■ **WHAT THE TASK ASKS**
Return each of the rows below word for word, leaving the pictures out of your answer.

■ **SUPPLIED ENTRIES**
==================================================

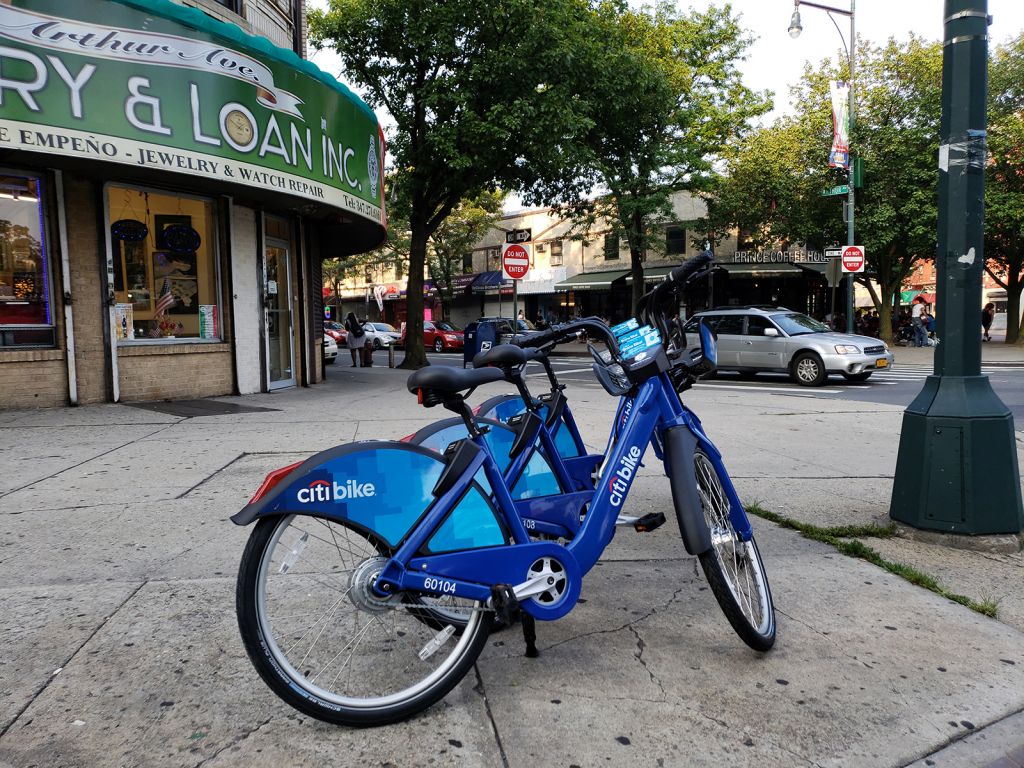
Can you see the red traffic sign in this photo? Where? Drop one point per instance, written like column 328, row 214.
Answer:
column 515, row 261
column 853, row 259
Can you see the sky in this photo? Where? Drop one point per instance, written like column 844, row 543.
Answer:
column 775, row 60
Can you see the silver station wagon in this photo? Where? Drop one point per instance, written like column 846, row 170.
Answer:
column 756, row 339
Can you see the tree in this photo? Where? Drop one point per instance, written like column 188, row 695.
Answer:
column 483, row 96
column 463, row 228
column 773, row 182
column 670, row 99
column 1005, row 179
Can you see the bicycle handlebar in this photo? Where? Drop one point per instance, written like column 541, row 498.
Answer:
column 555, row 335
column 682, row 272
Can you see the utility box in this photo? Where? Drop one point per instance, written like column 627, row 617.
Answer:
column 479, row 337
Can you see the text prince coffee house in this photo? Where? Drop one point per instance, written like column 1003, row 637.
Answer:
column 168, row 187
column 794, row 279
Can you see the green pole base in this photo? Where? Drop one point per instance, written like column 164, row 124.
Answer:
column 956, row 469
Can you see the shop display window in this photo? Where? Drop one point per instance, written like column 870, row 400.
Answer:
column 26, row 311
column 163, row 266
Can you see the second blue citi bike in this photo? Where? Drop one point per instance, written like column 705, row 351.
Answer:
column 340, row 587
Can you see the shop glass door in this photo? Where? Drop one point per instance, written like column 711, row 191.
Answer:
column 278, row 298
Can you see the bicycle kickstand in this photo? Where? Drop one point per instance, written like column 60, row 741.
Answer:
column 529, row 635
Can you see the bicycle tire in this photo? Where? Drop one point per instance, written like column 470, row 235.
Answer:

==================================================

■ **RESULT FOR THIS TASK**
Can you see the red traffic sign in this photo? Where? Drop one point per instance, written like column 328, row 214.
Answer:
column 515, row 261
column 853, row 259
Can you see the sky in this photo? Where? Drop one point per instance, written like column 844, row 543.
Answer:
column 775, row 60
Can you see the silver station wagon in this photo? Where? Drop one point per instance, written like column 846, row 170.
Answer:
column 756, row 339
Can you see the tree in this photo? Where? Drop one point per instance, written like column 188, row 695.
Answer:
column 483, row 96
column 463, row 228
column 773, row 182
column 670, row 99
column 1005, row 179
Can you see the bicycle handlebar in this photo? Where? Drop one point per instance, written like column 541, row 498.
Answer:
column 555, row 335
column 682, row 272
Can you see the utility box in this photo? Where? Drop one point per instance, written like column 627, row 617.
Answer:
column 479, row 337
Can you see the text prince coffee house in this photo? Where? Drop one point per instance, written like column 1003, row 637.
Answer:
column 168, row 187
column 794, row 279
Can you see the green pole base in this photo? Where? Drop one point per instance, written like column 164, row 124.
Answer:
column 956, row 469
Can you see the shop display window in this photo? Where? Drop one point per instance, written like column 870, row 400.
Answer:
column 26, row 311
column 163, row 266
Can you see the second blue citi bike in this photo? Where? Drop one point per instance, written like column 705, row 351.
Answer:
column 340, row 587
Can you see the shop glass door in this photo? Where? Drop one point per instance, written like column 711, row 191.
Answer:
column 278, row 298
Can you see the bicycle kickstand in this photo? Where? Drop one point per instance, written like column 60, row 741.
Answer:
column 529, row 635
Can you see the bicycle tire in this photo? Where? Drop one point per instance, written like column 470, row 235.
Answer:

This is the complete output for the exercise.